**YOUR INSTRUCTIONS**
Swap every "marker" in the listing below for "pin", and give the listing again with nothing else changed. Leave the pictures out of your answer.

[Excerpts of pointing data]
>>>

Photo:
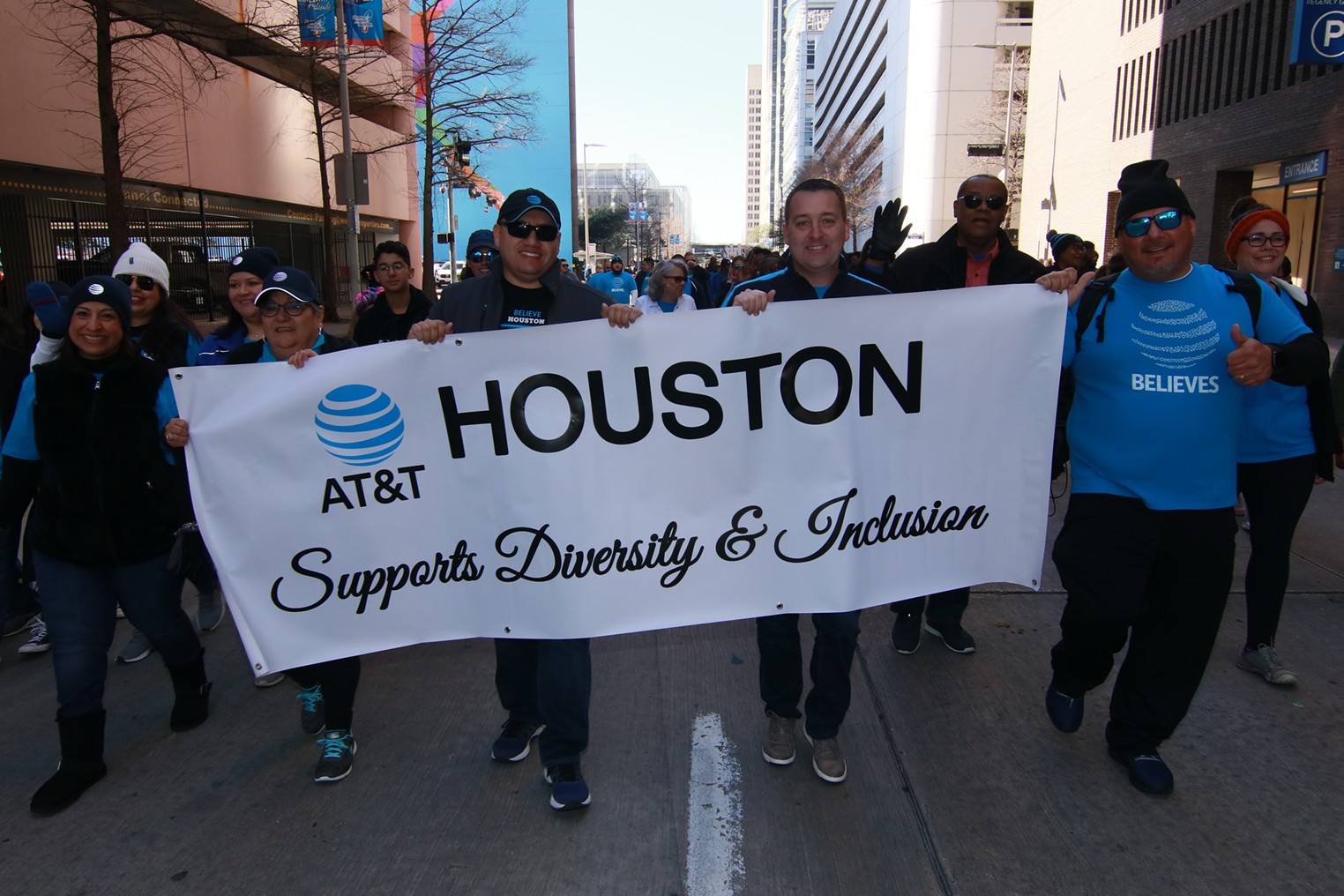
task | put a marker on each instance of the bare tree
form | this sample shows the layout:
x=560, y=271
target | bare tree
x=851, y=161
x=144, y=73
x=471, y=81
x=1000, y=120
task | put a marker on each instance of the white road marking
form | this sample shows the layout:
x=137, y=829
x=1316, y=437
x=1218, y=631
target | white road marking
x=714, y=813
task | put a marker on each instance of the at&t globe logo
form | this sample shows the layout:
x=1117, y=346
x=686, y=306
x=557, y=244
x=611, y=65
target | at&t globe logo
x=359, y=425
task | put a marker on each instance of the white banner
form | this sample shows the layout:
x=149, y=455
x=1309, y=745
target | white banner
x=577, y=480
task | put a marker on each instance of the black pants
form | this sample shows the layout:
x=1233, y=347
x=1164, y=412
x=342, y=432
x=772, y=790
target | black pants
x=944, y=608
x=1276, y=495
x=1159, y=578
x=339, y=680
x=548, y=682
x=781, y=668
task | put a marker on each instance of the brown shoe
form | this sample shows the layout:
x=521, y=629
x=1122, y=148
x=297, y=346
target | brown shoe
x=779, y=749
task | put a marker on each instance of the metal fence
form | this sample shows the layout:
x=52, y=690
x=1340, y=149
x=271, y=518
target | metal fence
x=46, y=238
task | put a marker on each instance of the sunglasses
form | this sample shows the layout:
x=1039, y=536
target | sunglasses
x=1277, y=241
x=1136, y=228
x=992, y=203
x=293, y=310
x=146, y=284
x=544, y=233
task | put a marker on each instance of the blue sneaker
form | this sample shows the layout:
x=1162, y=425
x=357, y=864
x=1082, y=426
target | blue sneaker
x=338, y=755
x=1146, y=772
x=1064, y=713
x=312, y=710
x=515, y=741
x=569, y=790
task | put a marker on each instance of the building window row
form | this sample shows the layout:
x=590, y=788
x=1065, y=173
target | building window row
x=1228, y=59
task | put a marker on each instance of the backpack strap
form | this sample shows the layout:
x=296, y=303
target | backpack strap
x=1248, y=287
x=1094, y=295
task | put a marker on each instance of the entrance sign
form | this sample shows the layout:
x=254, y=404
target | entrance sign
x=579, y=480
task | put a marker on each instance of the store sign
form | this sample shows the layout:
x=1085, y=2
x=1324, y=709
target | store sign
x=1318, y=33
x=1295, y=171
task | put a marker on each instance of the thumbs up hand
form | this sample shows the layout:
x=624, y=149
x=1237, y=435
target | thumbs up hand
x=1251, y=362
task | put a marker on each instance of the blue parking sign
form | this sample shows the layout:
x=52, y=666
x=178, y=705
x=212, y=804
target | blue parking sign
x=1318, y=33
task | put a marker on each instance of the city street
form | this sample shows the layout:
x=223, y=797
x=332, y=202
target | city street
x=957, y=782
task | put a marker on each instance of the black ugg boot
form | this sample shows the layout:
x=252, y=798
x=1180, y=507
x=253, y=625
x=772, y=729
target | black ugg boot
x=192, y=692
x=81, y=763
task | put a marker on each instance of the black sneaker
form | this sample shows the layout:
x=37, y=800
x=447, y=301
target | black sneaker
x=953, y=637
x=312, y=710
x=515, y=742
x=338, y=755
x=1146, y=772
x=905, y=633
x=569, y=790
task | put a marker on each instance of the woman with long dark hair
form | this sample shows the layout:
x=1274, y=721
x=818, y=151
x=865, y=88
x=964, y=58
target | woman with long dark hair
x=87, y=430
x=1288, y=444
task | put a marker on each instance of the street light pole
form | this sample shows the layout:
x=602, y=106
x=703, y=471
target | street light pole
x=587, y=257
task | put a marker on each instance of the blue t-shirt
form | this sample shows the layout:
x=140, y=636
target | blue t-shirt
x=618, y=287
x=1277, y=423
x=22, y=441
x=1154, y=414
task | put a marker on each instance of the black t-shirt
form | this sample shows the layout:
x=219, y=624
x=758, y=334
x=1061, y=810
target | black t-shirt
x=525, y=307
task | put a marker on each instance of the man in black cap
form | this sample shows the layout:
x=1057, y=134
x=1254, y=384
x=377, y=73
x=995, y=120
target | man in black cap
x=1161, y=357
x=543, y=684
x=974, y=251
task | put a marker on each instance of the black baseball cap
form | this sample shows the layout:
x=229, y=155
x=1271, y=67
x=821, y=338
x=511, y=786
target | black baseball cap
x=525, y=200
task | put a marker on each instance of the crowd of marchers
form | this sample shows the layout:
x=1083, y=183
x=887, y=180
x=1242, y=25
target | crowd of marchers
x=1159, y=469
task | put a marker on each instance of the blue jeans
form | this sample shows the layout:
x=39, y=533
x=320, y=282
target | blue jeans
x=781, y=668
x=549, y=682
x=79, y=608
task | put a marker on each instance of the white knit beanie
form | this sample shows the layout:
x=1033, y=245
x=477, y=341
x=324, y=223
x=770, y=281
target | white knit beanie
x=141, y=259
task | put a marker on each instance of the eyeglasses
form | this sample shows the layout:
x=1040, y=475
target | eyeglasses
x=146, y=284
x=992, y=203
x=1277, y=241
x=544, y=233
x=293, y=310
x=1136, y=228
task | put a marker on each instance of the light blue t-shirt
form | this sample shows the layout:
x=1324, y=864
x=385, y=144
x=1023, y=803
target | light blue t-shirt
x=1277, y=423
x=1154, y=413
x=618, y=287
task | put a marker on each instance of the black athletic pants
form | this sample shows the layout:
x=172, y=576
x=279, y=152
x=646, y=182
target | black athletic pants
x=1276, y=495
x=1159, y=578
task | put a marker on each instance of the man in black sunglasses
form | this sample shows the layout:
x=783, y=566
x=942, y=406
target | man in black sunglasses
x=974, y=251
x=543, y=684
x=1163, y=364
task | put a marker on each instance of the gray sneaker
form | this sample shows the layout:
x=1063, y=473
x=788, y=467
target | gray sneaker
x=779, y=749
x=210, y=609
x=1265, y=662
x=136, y=649
x=827, y=759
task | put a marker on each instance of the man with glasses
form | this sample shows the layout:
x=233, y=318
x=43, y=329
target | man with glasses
x=399, y=305
x=543, y=684
x=974, y=251
x=480, y=253
x=1146, y=554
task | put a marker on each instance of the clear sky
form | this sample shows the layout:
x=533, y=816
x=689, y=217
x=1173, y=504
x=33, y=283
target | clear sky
x=666, y=84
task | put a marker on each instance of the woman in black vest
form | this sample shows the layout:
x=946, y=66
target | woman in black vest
x=87, y=430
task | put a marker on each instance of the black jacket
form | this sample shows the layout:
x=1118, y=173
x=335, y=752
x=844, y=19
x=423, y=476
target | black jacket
x=477, y=305
x=378, y=323
x=250, y=352
x=943, y=265
x=108, y=495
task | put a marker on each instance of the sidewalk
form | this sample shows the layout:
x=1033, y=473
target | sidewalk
x=957, y=782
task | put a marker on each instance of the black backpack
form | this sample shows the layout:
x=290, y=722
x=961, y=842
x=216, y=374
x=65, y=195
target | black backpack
x=1097, y=295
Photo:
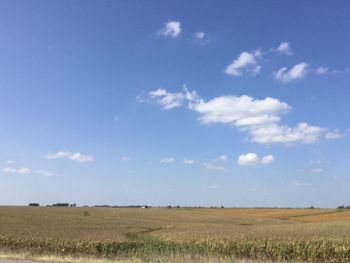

<<<

**WRITTEN ANSWER**
Photo:
task | put a pin on each instance of the bare tree
form | this sample shows the layout:
x=560, y=271
target | bare tree
x=851, y=161
x=144, y=73
x=471, y=81
x=1000, y=120
task | put a pin on each instance of the white road marking
form | this sample shows the layout:
x=137, y=829
x=1316, y=437
x=1218, y=631
target | white road marking
x=714, y=813
task | put a pin on each instance of the at&t globe logo
form | this sample shows the layout:
x=1117, y=346
x=686, y=306
x=557, y=244
x=611, y=65
target | at&t globe logo
x=359, y=425
task | put a pin on each instance of the white banner
form | this sample shows the layout:
x=149, y=455
x=1309, y=745
target | white banner
x=577, y=480
task | put a pin on each instance of the black pants
form | this sample shows the layout:
x=1233, y=347
x=1164, y=412
x=342, y=432
x=772, y=790
target | black pants
x=944, y=608
x=1276, y=495
x=1159, y=578
x=339, y=680
x=548, y=682
x=781, y=668
task | put a pin on each instance of the brown shoe
form | this sample shows the layout:
x=521, y=629
x=1122, y=148
x=297, y=346
target | brown shoe
x=779, y=749
task | put a pin on each instance of the metal fence
form | this sample shows the layout:
x=52, y=690
x=1340, y=149
x=271, y=518
target | metal fence
x=46, y=238
task | put a pin on each instance of the sunglasses
form | this sample shows the layout:
x=1039, y=536
target | sunglasses
x=1277, y=241
x=1136, y=228
x=992, y=203
x=293, y=310
x=146, y=284
x=544, y=233
task | put a pin on each instance of the blue sneaker
form | this sample shows the layout:
x=1162, y=425
x=357, y=864
x=1082, y=426
target | blue sneaker
x=338, y=755
x=1146, y=772
x=1064, y=713
x=312, y=710
x=515, y=741
x=569, y=790
task | put a pin on each instance of the building window row
form | this sample shows the layout:
x=590, y=788
x=1065, y=173
target | building window row
x=1228, y=59
task | put a pin on each instance of the backpack strap
form | this sample shows the layout:
x=296, y=303
target | backpack strap
x=1248, y=287
x=1094, y=295
task | put a pin on each instance of the entrance sign
form | this sample shows the layout:
x=254, y=404
target | entrance sign
x=579, y=480
task | put a pin on each instance of the store sign
form | this sample shows the layout:
x=1085, y=2
x=1324, y=709
target | store sign
x=1318, y=33
x=1295, y=171
task | put a pin on each instance of the thumbs up hand
form | this sample shows the layout:
x=624, y=149
x=1237, y=435
target | thumbs up hand
x=1251, y=362
task | put a pin on each instance of the blue parking sign
form | this sample shows the layout:
x=52, y=666
x=178, y=705
x=212, y=804
target | blue parking sign
x=1318, y=33
task | put a pin on each instance of the city street
form | this sample shows the layout:
x=223, y=797
x=332, y=202
target | city street
x=957, y=782
task | put a pin on each instance of the black ugg boot
form | this sample shows the layout:
x=252, y=798
x=1180, y=507
x=253, y=625
x=772, y=729
target | black ugg boot
x=192, y=692
x=81, y=763
task | put a pin on each instance of the black sneaker
form | this sample shows the layout:
x=37, y=800
x=447, y=301
target | black sneaker
x=953, y=637
x=312, y=710
x=515, y=742
x=338, y=755
x=1146, y=772
x=905, y=633
x=569, y=790
task | put a pin on each instance of the woman with long dark hair
form | this sample shows the layout:
x=1274, y=721
x=818, y=151
x=865, y=88
x=964, y=58
target | woman with long dark hair
x=87, y=430
x=1288, y=444
task | put a pin on each instance of the street light pole
form | this sample shows the layout:
x=602, y=106
x=703, y=471
target | street light pole
x=587, y=257
task | put a pin on each instance of the blue t-shirt
form | this sample shows the layout:
x=140, y=636
target | blue t-shirt
x=618, y=287
x=1277, y=423
x=22, y=441
x=1154, y=414
task | put a pin on each instance of the black t-shirt
form | this sample shows the layout:
x=219, y=624
x=758, y=334
x=1061, y=810
target | black t-shirt
x=525, y=307
task | put a pin on each instance of the man in black cap
form | this sample shows the layout:
x=1057, y=134
x=1254, y=384
x=377, y=73
x=995, y=120
target | man in black cap
x=1161, y=357
x=543, y=684
x=974, y=251
task | put a pin on each instance of the black baseball cap
form | this sample shows the layout:
x=229, y=155
x=1271, y=67
x=821, y=338
x=511, y=786
target | black baseball cap
x=525, y=200
task | put a pin on each instance of the crowd of marchers
form | this sample shows the layout:
x=1083, y=183
x=887, y=180
x=1242, y=25
target | crowd of marchers
x=1159, y=469
task | put a pin on each instance of the blue jeans
form | this sample shows the layout:
x=39, y=533
x=320, y=282
target | blue jeans
x=781, y=668
x=549, y=682
x=79, y=608
task | put a pin on each instance of the white knit beanie
form | this sample shows the layout:
x=1033, y=245
x=477, y=341
x=324, y=223
x=770, y=281
target | white knit beanie
x=141, y=259
task | put a pin on each instance of the eyeglasses
form | this sample shows the layout:
x=1040, y=475
target | eyeglasses
x=146, y=284
x=992, y=203
x=1277, y=241
x=544, y=233
x=293, y=310
x=1136, y=228
task | put a pin on each instance of the light blue t-shirt
form | this sample shows the layout:
x=1324, y=864
x=385, y=144
x=1023, y=803
target | light blue t-shirt
x=1277, y=423
x=1154, y=413
x=618, y=287
task | put a pin on each instance of the black athletic pants
form | this sample shows the layout:
x=172, y=576
x=279, y=152
x=646, y=182
target | black athletic pants
x=1276, y=495
x=1159, y=578
task | put a pin on each instance of the man in black sunglasses
form | this sample shows the layout:
x=783, y=566
x=942, y=406
target | man in black sunglasses
x=974, y=251
x=543, y=684
x=1163, y=364
task | put a pin on each instance of the gray sneaker
form | this sample shows the layout:
x=1063, y=473
x=788, y=467
target | gray sneaker
x=779, y=749
x=210, y=609
x=1265, y=662
x=136, y=649
x=827, y=759
task | put a pin on each instance of the man with glasses
form | this sample shows the layout:
x=233, y=318
x=43, y=329
target | man with glasses
x=399, y=305
x=543, y=684
x=974, y=251
x=480, y=253
x=1146, y=554
task | put a pin on each instance of the clear sky
form | this sample shows the layout:
x=533, y=816
x=689, y=217
x=1173, y=504
x=33, y=283
target | clear sky
x=666, y=84
task | put a pin on each instance of the woman in black vest
form | this sample shows the layout:
x=946, y=66
target | woman in black vest
x=87, y=430
task | put a pin on each instance of the black jacket
form | this sample shows the layout:
x=1118, y=173
x=335, y=752
x=844, y=19
x=423, y=476
target | black jacket
x=477, y=305
x=378, y=323
x=250, y=352
x=943, y=265
x=108, y=495
task | put a pin on each instance of the sidewalk
form | this sample shows the layout:
x=1033, y=473
target | sidewalk
x=957, y=782
task | put a pin on each instance of the black backpack
form | this sample shows the layout:
x=290, y=722
x=961, y=842
x=216, y=374
x=65, y=195
target | black backpack
x=1097, y=295
Photo:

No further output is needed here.